- [Task brief]: Starting from the line containing "roof eave ->", write out every remaining line exactly, the last one included.

- [Records for this task]:

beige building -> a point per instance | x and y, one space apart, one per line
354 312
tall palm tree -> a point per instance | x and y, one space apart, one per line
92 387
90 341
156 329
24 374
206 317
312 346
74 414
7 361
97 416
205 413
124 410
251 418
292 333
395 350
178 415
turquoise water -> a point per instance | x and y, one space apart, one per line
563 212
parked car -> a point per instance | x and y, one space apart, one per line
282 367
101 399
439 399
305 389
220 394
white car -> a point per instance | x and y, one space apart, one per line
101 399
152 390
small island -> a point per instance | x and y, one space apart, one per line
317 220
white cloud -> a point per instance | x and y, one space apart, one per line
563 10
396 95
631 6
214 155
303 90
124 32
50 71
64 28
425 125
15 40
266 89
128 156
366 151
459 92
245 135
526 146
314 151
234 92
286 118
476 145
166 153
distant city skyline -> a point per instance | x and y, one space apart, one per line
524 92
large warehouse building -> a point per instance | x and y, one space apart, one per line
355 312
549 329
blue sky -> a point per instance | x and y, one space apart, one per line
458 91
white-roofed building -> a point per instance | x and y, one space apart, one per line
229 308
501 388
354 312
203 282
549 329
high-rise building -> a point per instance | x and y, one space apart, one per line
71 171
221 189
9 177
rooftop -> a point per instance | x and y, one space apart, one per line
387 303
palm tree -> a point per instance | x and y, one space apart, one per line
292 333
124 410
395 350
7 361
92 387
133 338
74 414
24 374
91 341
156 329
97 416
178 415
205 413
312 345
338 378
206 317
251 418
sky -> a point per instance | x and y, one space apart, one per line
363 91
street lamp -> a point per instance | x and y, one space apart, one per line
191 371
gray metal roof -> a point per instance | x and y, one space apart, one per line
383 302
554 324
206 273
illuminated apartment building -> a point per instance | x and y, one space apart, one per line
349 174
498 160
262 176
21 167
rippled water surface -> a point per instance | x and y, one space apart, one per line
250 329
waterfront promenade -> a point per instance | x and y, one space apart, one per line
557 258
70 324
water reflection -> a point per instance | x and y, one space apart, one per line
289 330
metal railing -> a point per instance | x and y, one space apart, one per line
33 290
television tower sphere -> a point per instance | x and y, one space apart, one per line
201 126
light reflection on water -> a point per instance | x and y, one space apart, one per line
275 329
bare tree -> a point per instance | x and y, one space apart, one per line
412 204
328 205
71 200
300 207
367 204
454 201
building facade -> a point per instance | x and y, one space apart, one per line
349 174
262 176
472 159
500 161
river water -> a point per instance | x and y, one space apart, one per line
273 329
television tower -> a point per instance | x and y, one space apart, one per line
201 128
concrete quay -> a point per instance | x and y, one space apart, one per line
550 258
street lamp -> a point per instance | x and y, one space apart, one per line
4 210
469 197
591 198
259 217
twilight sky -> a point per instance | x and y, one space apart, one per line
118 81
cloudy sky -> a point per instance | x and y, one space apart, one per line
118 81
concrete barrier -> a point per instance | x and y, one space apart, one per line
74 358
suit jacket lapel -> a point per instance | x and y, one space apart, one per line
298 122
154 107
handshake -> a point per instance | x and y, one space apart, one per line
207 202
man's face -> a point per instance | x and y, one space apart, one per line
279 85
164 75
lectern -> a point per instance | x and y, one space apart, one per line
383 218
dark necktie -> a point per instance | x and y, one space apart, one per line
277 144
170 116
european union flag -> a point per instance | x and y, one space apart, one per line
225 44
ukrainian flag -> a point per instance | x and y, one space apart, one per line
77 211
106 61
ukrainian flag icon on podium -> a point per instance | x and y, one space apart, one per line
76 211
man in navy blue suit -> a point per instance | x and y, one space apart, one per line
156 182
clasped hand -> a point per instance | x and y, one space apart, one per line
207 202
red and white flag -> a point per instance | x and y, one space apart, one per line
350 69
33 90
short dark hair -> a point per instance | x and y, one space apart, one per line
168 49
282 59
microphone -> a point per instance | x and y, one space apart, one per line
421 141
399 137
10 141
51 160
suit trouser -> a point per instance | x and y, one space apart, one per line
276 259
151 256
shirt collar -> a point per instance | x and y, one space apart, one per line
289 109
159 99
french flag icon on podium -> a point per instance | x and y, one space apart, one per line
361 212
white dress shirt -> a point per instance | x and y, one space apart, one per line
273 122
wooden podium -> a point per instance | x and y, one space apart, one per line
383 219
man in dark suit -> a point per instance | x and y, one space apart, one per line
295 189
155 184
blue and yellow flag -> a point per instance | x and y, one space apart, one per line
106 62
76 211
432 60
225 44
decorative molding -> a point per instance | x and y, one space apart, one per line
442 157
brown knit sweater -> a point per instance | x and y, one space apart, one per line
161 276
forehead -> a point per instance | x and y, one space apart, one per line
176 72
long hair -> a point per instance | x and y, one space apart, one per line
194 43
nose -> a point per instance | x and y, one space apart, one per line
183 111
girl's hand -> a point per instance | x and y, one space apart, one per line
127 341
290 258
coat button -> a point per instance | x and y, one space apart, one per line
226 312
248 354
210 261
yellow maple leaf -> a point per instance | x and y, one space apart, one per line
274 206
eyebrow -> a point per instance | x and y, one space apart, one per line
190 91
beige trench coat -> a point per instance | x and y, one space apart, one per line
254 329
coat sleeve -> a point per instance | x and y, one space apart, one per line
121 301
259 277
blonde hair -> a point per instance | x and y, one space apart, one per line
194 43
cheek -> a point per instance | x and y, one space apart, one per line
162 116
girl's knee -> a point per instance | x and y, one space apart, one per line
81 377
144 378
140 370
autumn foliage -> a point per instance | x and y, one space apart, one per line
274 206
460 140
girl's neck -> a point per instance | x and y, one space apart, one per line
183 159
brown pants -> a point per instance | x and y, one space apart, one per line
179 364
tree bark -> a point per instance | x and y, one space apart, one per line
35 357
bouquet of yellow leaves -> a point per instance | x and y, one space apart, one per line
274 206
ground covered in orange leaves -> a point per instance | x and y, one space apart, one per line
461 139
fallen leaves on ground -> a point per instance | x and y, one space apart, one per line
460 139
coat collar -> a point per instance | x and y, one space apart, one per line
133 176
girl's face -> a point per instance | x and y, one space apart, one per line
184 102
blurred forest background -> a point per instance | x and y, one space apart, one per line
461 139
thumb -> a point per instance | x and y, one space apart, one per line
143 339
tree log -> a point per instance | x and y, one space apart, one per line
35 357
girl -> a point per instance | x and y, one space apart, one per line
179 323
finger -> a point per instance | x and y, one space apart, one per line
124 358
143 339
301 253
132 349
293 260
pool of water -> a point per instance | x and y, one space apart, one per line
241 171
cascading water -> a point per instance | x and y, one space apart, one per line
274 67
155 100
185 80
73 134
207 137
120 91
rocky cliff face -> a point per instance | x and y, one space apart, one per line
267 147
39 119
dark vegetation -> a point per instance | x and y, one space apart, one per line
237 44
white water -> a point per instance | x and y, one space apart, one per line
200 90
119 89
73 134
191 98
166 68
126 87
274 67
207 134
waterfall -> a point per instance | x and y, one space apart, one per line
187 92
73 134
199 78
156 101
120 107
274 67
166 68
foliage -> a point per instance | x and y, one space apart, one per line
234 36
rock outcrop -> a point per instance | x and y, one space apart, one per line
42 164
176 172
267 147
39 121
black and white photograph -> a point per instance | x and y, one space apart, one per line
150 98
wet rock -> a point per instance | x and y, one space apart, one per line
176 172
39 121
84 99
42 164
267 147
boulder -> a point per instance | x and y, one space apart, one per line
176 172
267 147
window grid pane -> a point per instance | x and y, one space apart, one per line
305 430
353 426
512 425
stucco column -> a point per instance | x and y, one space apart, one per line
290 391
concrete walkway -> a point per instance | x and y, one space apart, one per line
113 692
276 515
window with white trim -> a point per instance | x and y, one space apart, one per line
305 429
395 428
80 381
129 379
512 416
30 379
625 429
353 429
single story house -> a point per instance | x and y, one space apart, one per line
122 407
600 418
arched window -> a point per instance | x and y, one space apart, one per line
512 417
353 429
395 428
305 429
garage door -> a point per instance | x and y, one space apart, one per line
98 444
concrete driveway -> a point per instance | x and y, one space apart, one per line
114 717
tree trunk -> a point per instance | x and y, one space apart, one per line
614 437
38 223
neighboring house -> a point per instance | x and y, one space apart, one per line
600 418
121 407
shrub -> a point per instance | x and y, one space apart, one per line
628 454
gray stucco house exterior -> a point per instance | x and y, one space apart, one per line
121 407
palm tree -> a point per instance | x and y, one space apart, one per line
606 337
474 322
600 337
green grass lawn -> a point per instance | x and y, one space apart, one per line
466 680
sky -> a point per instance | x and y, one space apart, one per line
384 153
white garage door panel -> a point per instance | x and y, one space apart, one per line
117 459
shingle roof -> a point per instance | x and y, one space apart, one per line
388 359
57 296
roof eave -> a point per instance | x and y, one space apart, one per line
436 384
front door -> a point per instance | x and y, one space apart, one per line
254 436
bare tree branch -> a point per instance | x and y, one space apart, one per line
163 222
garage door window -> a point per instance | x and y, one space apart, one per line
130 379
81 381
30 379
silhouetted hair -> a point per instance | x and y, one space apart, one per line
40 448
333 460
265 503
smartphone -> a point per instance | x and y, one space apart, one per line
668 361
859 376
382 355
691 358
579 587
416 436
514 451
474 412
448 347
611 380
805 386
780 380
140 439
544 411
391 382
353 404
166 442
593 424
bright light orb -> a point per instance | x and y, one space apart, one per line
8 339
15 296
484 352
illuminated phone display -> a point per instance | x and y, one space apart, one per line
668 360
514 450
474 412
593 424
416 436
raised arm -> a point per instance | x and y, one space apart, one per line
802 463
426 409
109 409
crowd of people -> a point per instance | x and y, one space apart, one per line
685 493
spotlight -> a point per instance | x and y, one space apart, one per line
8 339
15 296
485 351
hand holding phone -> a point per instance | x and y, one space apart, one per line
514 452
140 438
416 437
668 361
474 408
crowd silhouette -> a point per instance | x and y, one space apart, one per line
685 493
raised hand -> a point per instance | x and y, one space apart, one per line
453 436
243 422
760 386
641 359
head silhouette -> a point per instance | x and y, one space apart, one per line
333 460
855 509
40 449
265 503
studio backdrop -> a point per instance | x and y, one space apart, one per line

- [Complete response]:
roof eave -> a point per instance | x and y, one space apart, one per line
436 384
front door -> a point per instance | x and y, one space apart, one per line
254 436
bare tree branch -> a point per instance | x and y, one space apart, one per line
163 222
garage door window -> a point per instance | x and y, one space apart, one per line
130 379
81 381
30 379
silhouetted hair -> a point per instance | x and y, one space apart, one per line
40 448
333 460
265 503
smartphone -> a point per instance | x and y, one space apart, one per line
668 361
859 376
382 355
691 358
579 587
416 436
514 451
474 412
448 347
611 380
805 386
780 380
140 439
544 411
391 382
353 404
166 442
593 424
bright light orb -> a point per instance | x and y, one space apart, one per line
8 339
15 296
484 352
illuminated phone display -> a point per instance | x and y, one space apart, one per line
668 360
514 450
474 412
593 424
416 436
raised arm -> a point per instance | x and y, one space apart, one per line
802 463
426 409
109 409
crowd of people -> a point per instance | x and y, one space apart, one per line
685 493
spotlight -> a point per instance | x and y, one space apart, one per line
8 339
15 296
485 351
hand holding phone -> a point per instance | x and y, one space apart, one per line
514 452
140 438
416 437
668 361
474 408
crowd silhouette -> a point per instance | x and y, one space apart, one per line
685 493
raised hand -> a point per instance | x and y, one space apart, one per line
453 436
243 422
760 386
641 359
head silhouette -> a point per instance | x and y, one space apart, one per line
333 460
855 509
40 449
265 503
studio backdrop -> a point per instance | x and y, one space apart, one per line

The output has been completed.